### 抜粋テキスト
· · · ·

今年のGWの終わり頃、

熊本へ行った帰りに歩いた場所がいくつかあるのですが、

きちんと語ってなかったことを思い出しました。

 

 

 

久留米から一時間ほど車を走らせ

着いたのは福岡県みやま市の、とある場所。

そこはのどかな田園風景、一面に黄金色の麦畑が広がっています。

秋蒔きの麦が梅雨入り前の収穫期を迎える頃でしょうか。

この季節の麦畑は秋の田んぼみたいな色。

 

 

 

その立派な大きな家は、

広大な麦畑の一角にありました。

ここで生まれ育った少年は、やがて海軍へ進み、

聯合艦隊参謀長として山本五十六のブレーンのトップを務め

終戦の年の4月7日、第二艦隊司令長官として

戦艦「大和」と運命を共にします。

 

 

 

 

 

こちら伊藤整一海軍大将の生家です。

家の中が公開されているわけではないですが、

屋敷の前には大きな碑がありました。

 

 

 

まだかなり新しい碑です。

大和が坊ノ岬沖に沈んでちょうど70年となる

昨年4月7日に建てられたものです。

横には旗の掲揚台があって、日によっては国旗や

海軍旗が掲げられたリするのでしょう。

 

 

 

ここで一冊の本、「四月七日の桜」。

以前読んで印象深かったのがきっかけで、近くへ来た折に

この提督の故郷を歩いてみたくなったのでした。

 

 

表紙の家族写真…

上に長男の伊藤叡(あきら)中尉が写ってます。

父である伊藤整一大将と同じく海軍兵学校をでたあと

戦闘機へ進み、筑波海軍航空隊では教官を務めていたそうです。

父の出撃に際しては宇垣纏の計らいで鹿屋から零戦で掩護につき

上空から大和を見送った、等という定かでない逸話なんかもあります。

大和が沈んだ3週間後、4月28日の特別攻撃の直掩を申し出て、

沖縄・伊江島上空で敵機と交戦中に消息を絶っています。

· · · ·

### データ行
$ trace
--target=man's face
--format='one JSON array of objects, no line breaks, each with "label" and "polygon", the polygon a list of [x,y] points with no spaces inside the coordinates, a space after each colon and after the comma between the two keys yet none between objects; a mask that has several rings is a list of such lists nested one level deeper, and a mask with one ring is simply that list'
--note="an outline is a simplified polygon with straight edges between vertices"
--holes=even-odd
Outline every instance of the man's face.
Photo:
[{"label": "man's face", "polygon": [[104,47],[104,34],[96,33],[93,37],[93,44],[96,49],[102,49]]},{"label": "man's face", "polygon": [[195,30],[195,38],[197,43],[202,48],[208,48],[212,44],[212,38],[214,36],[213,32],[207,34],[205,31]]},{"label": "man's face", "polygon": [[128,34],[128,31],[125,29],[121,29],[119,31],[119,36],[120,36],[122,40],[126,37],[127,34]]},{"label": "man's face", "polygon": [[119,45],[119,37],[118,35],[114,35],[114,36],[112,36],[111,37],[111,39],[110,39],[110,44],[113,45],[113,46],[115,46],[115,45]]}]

· · · ·

### 課題の説明
伊藤整一大将の生家を訪ねた文章を、最後の文に続けて書き進めること。

### 記述解答
お屋敷の横には

大小の桜の木が植えられていて、

 

 

父子(おやこ)桜…

杉並の伊藤長官手植えの桜から

分けられたものですな。

 

 

杉並区にはかつて伊藤大将が手植えした桜が今でも残っており、

今では樹齢八十年を超える親桜と、戦後にその根っこから芽が生えた

小桜…毎年四月七日あたりになると満開の花を咲かせます。

散華した父子になぞらえて、父子桜と呼ばれているのですが、

春に都内へ出た時に立ち寄って拝んできました →その時の写真

一カ月後に遙かなるこの筑後の地を歩くことになるとは。

 

 

 

 

 

 

 

 

 

 

 

 

生家から700mくらい離れた場所には

伊藤整一大将の墓所があるそうなので行ってみることに。

峠茶屋というところが海軍大将墓碑の無料駐車場に

なっています。

 

 

駐車場脇には説明板が。

 

明治二三(一八九〇)年七月二六日、伊藤整一は、三池郡開村(現、みやま市高田町黒崎開)に生まれ、開尋常小学校から岩田小学校、中学伝習館(現、伝習館高等学校)に入学し、明治四一(一九〇八)年九月、海軍兵学校へ入学し、水雷学校、砲術学校に学び、その後大正六(一九一七)年海軍大学で学び、卒業。同一〇から一ニ年までふたたび海軍大学で学びました。その後、軽巡洋艦「木曽」重巡洋艦「愛宕」の艦長を務め、海外駐在も多く体験しました。日米が開戦し、第二次世界大戦が勃発しました。昭和一九(一九四四)年一ニ月に第二艦隊司令長官に就任しました。連合艦隊司令部参謀からの命令は、「大和」をはじめとする第二艦隊全ての艦艇をそのまま特攻兵器とするという内容でした。昭和二〇(一九四五)年四月六日に日本海軍の旗艦の戦艦「大和」に座乗しました。翌七日一ニ時三〇分ごろ、約四〇〇機もの米軍航空機から攻撃を受けた「大和」は迎撃を開始しましたが約二時間後に戦闘能力を失いました。整一は「大和」が絶望的と判断するや、独断で沖縄突入作戦を断念し、作戦中止を命令しました。この判断によって若い将校や乗組員は戦線離脱を許され、多くの命が救われました。生存者の脱出を見届けた整一は、艦長室に籠り、自決しました。この沖縄戦の日本軍の戦死者は約三七〇〇人、生存者は約一七〇〇人、そのうち「大和」の生存者はニ六七人でした。日米開戦に最後まで反対し、最後の出撃では若い将校や乗組員に退艦命令を出し、自らは艦に残って戦死したのです。戦争の残酷さやむごたらしさを知り尽くし、戦争のない平和な世界を希求した人物でした。昭和二〇年四月七日戦死、同年七月、勲功により海軍大将に任じられました。同三三年四月七日、墓碑と顕彰碑が大牟田市岬の金助坂の秋丸墓地に建立されました。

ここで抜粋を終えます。